EXERCISE DESCRIPTION: Locate each line in the entries below that contains the word "window", and copy those lines.

═══

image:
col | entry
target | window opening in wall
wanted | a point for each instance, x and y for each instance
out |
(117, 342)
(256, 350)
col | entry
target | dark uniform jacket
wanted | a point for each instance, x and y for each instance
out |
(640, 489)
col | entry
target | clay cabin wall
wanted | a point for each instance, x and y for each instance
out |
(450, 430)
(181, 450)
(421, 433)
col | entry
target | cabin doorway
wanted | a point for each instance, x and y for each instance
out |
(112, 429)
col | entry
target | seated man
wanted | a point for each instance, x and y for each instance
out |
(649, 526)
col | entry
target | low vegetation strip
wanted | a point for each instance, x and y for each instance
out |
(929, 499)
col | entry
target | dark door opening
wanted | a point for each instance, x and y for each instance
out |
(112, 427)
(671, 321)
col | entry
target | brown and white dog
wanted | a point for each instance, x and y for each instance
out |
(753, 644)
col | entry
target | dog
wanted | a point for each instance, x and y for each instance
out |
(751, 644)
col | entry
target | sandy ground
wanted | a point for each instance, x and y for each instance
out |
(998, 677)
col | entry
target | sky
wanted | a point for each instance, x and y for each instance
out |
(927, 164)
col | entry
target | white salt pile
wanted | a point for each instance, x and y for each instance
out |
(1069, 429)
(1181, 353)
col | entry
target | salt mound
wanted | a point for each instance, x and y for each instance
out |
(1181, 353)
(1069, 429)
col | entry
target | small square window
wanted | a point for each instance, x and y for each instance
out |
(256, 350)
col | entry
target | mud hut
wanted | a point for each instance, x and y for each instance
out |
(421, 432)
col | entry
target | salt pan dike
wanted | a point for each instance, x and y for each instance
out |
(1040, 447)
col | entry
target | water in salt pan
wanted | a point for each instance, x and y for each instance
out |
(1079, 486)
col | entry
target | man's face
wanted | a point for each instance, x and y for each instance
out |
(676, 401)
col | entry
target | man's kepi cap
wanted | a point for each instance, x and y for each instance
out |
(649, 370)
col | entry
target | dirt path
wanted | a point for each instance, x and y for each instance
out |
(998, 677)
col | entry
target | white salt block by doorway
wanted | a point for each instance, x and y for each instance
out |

═══

WRITTEN ANSWER:
target | window opening in wall
target | small square window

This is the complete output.